> Exercise materials
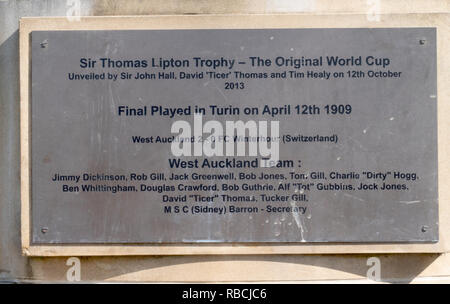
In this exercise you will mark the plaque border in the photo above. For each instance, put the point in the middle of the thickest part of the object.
(440, 21)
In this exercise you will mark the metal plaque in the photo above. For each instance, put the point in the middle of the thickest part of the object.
(249, 135)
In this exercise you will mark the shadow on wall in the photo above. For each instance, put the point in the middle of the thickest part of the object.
(12, 265)
(394, 268)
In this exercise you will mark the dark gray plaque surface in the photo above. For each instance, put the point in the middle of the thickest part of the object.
(384, 123)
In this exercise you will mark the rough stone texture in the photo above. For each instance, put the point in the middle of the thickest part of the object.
(395, 267)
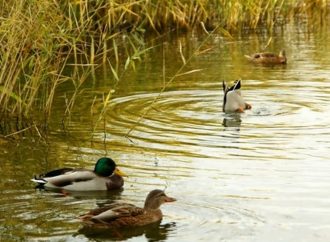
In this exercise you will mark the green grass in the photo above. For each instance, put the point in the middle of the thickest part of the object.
(40, 39)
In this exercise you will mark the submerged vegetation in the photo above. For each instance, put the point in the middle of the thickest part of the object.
(45, 43)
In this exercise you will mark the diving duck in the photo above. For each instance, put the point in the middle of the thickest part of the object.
(105, 176)
(233, 100)
(123, 215)
(268, 58)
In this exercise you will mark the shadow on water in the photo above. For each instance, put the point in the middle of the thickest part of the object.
(57, 193)
(153, 232)
(232, 120)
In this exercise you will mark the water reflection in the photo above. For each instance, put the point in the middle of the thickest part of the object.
(152, 232)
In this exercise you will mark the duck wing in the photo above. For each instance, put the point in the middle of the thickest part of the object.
(64, 177)
(112, 212)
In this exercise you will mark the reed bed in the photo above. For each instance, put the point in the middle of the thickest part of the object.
(40, 39)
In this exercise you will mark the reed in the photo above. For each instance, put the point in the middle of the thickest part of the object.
(40, 39)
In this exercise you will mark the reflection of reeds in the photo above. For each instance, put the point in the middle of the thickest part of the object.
(40, 38)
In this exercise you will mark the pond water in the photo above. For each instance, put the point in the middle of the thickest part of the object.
(259, 176)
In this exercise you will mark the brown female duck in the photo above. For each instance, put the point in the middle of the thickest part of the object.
(123, 215)
(268, 58)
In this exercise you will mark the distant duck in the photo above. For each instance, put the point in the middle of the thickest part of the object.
(123, 215)
(268, 58)
(233, 100)
(105, 176)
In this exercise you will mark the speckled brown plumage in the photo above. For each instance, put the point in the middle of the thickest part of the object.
(119, 215)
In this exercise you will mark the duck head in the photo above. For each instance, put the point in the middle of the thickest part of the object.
(232, 100)
(106, 167)
(156, 198)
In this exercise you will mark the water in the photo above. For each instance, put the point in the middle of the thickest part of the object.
(258, 176)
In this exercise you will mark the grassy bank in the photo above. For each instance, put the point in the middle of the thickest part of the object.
(41, 38)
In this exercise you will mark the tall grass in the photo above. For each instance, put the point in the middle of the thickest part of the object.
(41, 38)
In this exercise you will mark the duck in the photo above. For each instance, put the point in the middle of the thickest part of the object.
(124, 215)
(268, 58)
(105, 177)
(233, 100)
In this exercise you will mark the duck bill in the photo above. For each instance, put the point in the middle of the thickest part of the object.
(119, 172)
(170, 199)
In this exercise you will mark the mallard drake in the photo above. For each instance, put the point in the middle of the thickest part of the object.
(123, 215)
(105, 176)
(268, 58)
(233, 100)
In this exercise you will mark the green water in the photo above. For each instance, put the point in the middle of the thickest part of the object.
(260, 176)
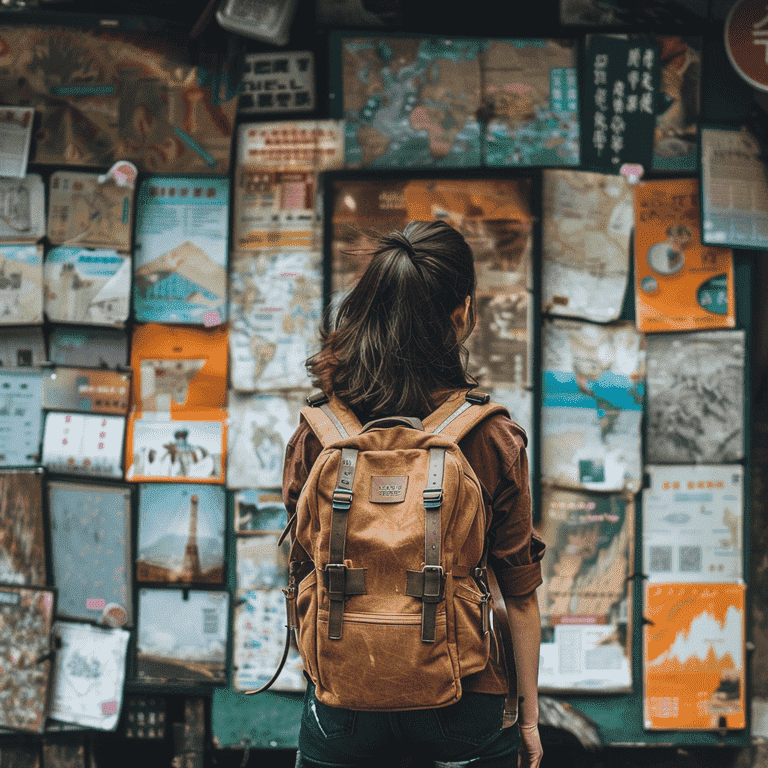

> What to work on
Rewrite all the rows above as a JSON list of strings, one string per line, skipping blank lines. Leave the pictures out.

> Written reply
[
  "In this exercise you will mark the plaque border in the photo above. For each instance, put the point in the middle of the thickest part of the object.",
  "(440, 21)",
  "In this exercise you will mark the metal plaque in the photo above. For each instance, put the point in the middle of the thickest part of the object.",
  "(249, 135)",
  "In this exercise you will mark the shadow on wall in the photo above. For each instance, put the point in the middle of the thickest part of the object.",
  "(12, 265)",
  "(394, 268)",
  "In this exercise you will mark the dark gray plaque surface in the photo above. For each instance, put the point in the middle of the thickest part of the object.",
  "(384, 123)",
  "In this exercise you will mark the rough stone texture in the photo above. For each instance, put the point in the middle of the thickest part of the object.",
  "(395, 267)",
  "In this exercise you will mark the green grass in the photo above. For each instance, put the point in the middle of the thickest part of the object.",
  "(40, 39)",
  "In this exercise you will mark the submerged vegetation in the photo above. For each instance, put the point in the middle of the thickest part of the object.",
  "(45, 43)",
  "In this exercise you will mark the diving duck in the photo above. For each instance, put the point in the middle of the thickest part of the object.",
  "(105, 176)",
  "(233, 100)",
  "(123, 215)",
  "(268, 58)",
  "In this exercise you will mark the shadow on water in the photo above. For each instance, put the point in the middle of the thickest part of the object.",
  "(57, 193)",
  "(153, 232)",
  "(232, 120)",
  "In this exercise you will mark the water reflection in the photo above. For each instance, put the point in the middle of the thickest part of the object.",
  "(152, 232)",
  "In this exercise you will mark the duck wing in the photo above. For each instance, put the point in the middle of the thickest part of the object.",
  "(64, 177)",
  "(112, 212)",
  "In this exercise you will mark the reed bed in the photo above. For each instance, put the point in the middle of the thickest part of the object.",
  "(40, 39)",
  "In this exercise you will mark the reed in the photo above. For each instance, put the point in the middle of the thickest part of the object.",
  "(40, 39)",
  "In this exercise you will mark the reflection of reeds in the photo above. For each instance, put the point in the middle of the thickest part of the object.",
  "(40, 38)",
  "In this exercise you will mark the pond water in the photo above. For each instance, put the point in the middle of the thickest part of the object.",
  "(259, 176)",
  "In this exercise you will mark the brown female duck in the photo above. For each instance, put the point in the middle of the thickest part of the object.",
  "(123, 215)",
  "(268, 58)",
  "In this exercise you will mark the distant duck in the photo above. For each instance, put the point in the middle of the thickest part of the object.",
  "(123, 215)",
  "(268, 58)",
  "(233, 100)",
  "(105, 176)",
  "In this exercise you will mark the speckled brown plumage in the photo above. For each instance, put the point in the middle of the thickest part of the object.",
  "(119, 215)",
  "In this exercise you will mark the duck head in the photo above. For each instance, put the point in the middle of the thickest part of the object.",
  "(232, 100)",
  "(106, 167)",
  "(156, 198)",
  "In this exercise you will mark the water in the photo above. For each instance, put the point in the middle of the thickest part of the object.",
  "(258, 176)",
  "In this exercise you will mark the grassy bank in the photo above. For each instance, put the point in the middle of the thickest part of the object.",
  "(41, 38)",
  "In this exercise you will mark the tall grass in the photo above. For each instance, put the point in the middle of the thickest part of the object.",
  "(41, 38)",
  "In this exercise you will mark the duck in the photo above. For each instance, put the point in the middle of the thickest part of the object.",
  "(124, 215)",
  "(268, 58)",
  "(105, 177)",
  "(233, 100)",
  "In this exercise you will mark the duck bill in the photo above. For each instance, put the point in the middle of the thickest part of the object.",
  "(119, 172)",
  "(170, 199)",
  "In this exercise you will mark the mallard drake in the photo above. For each instance, put the point in the middle of the thickest part of the object.",
  "(123, 215)",
  "(105, 176)",
  "(268, 58)",
  "(233, 100)",
  "In this exercise you will mark the green water in the photo above. For each instance, put the point in the middle of the thickest part of the object.",
  "(260, 176)"
]